◆ **What the task asks**
Please edit the listing below by replacing "Where can you spot" with "Where do you see" wherever it appears, leaving everything else unchanged.

◆ **Task data**
>>>>>

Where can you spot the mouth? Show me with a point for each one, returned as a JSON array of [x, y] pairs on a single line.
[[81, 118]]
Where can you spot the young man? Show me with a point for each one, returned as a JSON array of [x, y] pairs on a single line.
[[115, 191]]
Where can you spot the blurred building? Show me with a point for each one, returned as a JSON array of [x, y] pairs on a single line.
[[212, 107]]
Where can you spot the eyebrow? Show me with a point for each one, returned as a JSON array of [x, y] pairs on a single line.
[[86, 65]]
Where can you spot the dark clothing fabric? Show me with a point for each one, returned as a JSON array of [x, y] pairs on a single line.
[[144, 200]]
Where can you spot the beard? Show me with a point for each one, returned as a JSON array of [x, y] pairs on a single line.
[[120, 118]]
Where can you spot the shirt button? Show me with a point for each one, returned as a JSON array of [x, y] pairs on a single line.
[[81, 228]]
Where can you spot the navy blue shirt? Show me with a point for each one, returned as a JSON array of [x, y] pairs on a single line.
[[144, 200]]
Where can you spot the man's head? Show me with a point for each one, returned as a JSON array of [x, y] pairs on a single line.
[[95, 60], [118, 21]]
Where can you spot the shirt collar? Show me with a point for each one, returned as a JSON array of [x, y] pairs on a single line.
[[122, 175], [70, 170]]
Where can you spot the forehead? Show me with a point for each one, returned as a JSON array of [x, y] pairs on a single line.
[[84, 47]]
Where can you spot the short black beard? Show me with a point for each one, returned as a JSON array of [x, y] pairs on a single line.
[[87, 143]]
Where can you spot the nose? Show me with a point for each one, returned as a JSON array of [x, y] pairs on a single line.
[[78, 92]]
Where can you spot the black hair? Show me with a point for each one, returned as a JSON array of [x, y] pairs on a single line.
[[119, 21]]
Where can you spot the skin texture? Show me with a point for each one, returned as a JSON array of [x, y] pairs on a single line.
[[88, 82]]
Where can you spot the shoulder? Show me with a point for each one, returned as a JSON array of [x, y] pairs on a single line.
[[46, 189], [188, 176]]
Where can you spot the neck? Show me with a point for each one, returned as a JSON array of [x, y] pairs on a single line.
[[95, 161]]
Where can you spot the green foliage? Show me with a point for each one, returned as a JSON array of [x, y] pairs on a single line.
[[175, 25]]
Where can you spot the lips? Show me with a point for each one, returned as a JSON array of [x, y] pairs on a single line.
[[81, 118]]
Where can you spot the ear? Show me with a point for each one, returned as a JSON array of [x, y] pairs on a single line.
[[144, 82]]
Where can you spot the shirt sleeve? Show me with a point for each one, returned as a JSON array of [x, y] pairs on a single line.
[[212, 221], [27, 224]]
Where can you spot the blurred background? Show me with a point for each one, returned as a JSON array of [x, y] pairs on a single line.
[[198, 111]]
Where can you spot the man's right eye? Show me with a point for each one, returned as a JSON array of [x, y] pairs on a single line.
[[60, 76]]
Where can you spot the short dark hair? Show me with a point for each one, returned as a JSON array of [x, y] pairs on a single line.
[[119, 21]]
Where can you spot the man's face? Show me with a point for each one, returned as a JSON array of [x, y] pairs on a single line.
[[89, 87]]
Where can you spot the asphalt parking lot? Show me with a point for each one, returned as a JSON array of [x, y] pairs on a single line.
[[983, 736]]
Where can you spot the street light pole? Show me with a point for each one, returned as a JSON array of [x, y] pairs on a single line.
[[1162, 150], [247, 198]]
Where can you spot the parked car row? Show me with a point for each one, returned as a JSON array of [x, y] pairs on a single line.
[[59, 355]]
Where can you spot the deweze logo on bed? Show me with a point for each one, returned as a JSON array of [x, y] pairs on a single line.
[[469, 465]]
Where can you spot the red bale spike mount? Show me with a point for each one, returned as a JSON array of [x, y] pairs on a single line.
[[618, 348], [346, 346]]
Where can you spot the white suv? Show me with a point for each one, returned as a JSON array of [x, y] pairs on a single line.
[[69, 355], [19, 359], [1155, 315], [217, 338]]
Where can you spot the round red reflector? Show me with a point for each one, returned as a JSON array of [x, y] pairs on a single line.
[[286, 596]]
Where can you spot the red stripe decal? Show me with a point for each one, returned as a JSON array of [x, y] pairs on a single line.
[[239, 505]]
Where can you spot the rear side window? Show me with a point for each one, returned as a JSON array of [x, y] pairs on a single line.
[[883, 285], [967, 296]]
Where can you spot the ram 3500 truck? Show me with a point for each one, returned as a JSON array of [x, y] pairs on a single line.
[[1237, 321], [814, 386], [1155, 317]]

<<<<<

◆ **Task response**
Where do you see the mouth? Show me with a point for each one, returned as a JSON array of [x, y] pairs on a single line.
[[81, 118]]
Where do you see the young man? Show me with a point for each one, returned as a JSON array of [x, y] pairs on a single line.
[[115, 191]]
Where do you see the blurred building? Show me with a point for each one, returned as a JSON array of [x, y] pairs on a single line.
[[212, 107]]
Where do you see the eyebrow? Show me with a point for each one, returned as a JSON array of [x, y] pairs on a single line.
[[86, 65]]
Where do you see the dark clothing fabric? Show me with a point for each one, returned as a JSON array of [x, y] pairs on a single line.
[[144, 200]]
Where do you see the beard? Show me with a point for each one, returned as a JSON array of [x, y] pairs on a single line.
[[120, 118]]
Where do you see the shirt button? Show me with a point for each one, returned as a JSON array of [x, y] pairs on a single line.
[[81, 228]]
Where do you see the navy blue shirt? Show me with a point for each one, returned as a JSON array of [x, y] pairs on a single line.
[[144, 200]]
Where do you see the man's head? Show me with a point for each one, returned as a JSON array of [x, y] pairs on a single line.
[[95, 60], [118, 21]]
Where do you see the shirt collar? Show me with a point for each one, returned as a JSON array of [x, y] pairs on a single line.
[[122, 175], [70, 170]]
Where do you see the forehead? Show me with a point for each one, returned as a JSON array of [x, y] pairs on a single line.
[[84, 47]]
Where do you see the short black beard? Show me with a point for each one, returned as a JSON array of [x, y] pairs on a single line.
[[87, 143]]
Where do you see the nose? Show me with a point for each one, returned as a JSON array of [x, y] pairs on a single line.
[[78, 92]]
Where do you see the black hair? Show me with a point for each one, returned as a JSON array of [x, y] pairs on a single line.
[[119, 21]]
Where do you see the skin texture? Show me with a point for each one, returned as a JSON array of [x, y] pairs on a single line.
[[88, 82]]
Where do you see the shoulder? Show me with a point for each one, returned as a JSON array of [x, y] pairs on a single line.
[[46, 189], [188, 176]]
Where do you see the neck? Show me with a point for each one, returned as a JSON array of [x, y] pairs on a single line.
[[95, 161]]
Where do you see the green foliage? Show me with a point for each one, returned as a JSON array of [x, y] pairs on a single line.
[[175, 25]]
Where do you see the lips? Show me with a point for each one, returned as a JSON array of [x, y] pairs on a single line.
[[81, 118]]
Where do you see the ear? Show me with a point for each one, returned as a JSON array of [x, y] pairs on a single line.
[[144, 82]]
Where do you see the shirt sleeve? Show me with a point for each one, returned as a JSON array of [x, y] pairs on a single line.
[[212, 221], [27, 224]]
Where do you see the blurred background? Show me with a point for each one, returned as a JSON array of [x, y] pairs on a single line.
[[198, 111]]
Where do you see the man's right eye? Show me with a point for each one, returned as a JSON array of [x, y] pairs on a single line.
[[60, 76]]
Where do you see the short dark hair? Show me with a point for each one, returned as a JSON array of [x, y] pairs on a single line.
[[119, 21]]
Where do you see the man's face? Show me with a point for each one, returned as a JSON array of [x, y] pairs on a single line.
[[89, 87]]
Where do you see the asphalt parking lot? Show me with a point for each one, returned as a JSON array of [x, y] pairs on a single line.
[[983, 736]]
Where do you see the street light pole? Show me with a point for each one, returned as a JSON array of [x, y] pairs on a single line.
[[1162, 150], [247, 198]]
Where do you see the parked car row? Show me with a point for each one, returned as a JSON array of [x, y] pairs on a single line.
[[59, 355]]
Where do you see the deweze logo on bed? Show me with a point for each one, returned as a JSON array of [x, y] pairs on a single line.
[[469, 465]]
Where do you see the red bale spike mount? Show me with a point for each one, returned as a JSON array of [x, y] pairs on a single line.
[[618, 348], [346, 346]]
Where do you see the white suv? Show me with a point for each one, returned as a JSON array of [x, y] pairs on a single line.
[[69, 355], [19, 359], [1155, 315], [217, 338]]
Where do you see the round red reflector? Show me with a point for each one, returned as a JSON array of [x, y] pairs on a single line.
[[286, 596]]
Where do you see the red stripe decal? Show me with a point for each one, returned as a JSON array of [x, y] pairs on a single line.
[[239, 505]]
Where do you see the rear side window? Show me with a point for each one, returned as a JSON array of [x, y] pairs on a single line.
[[883, 285], [967, 296]]
Where do you see the ram 3500 truck? Show me with a point for each one, returned as a JSON array of [x, y] pairs on a single line.
[[1237, 321], [814, 386], [1155, 317]]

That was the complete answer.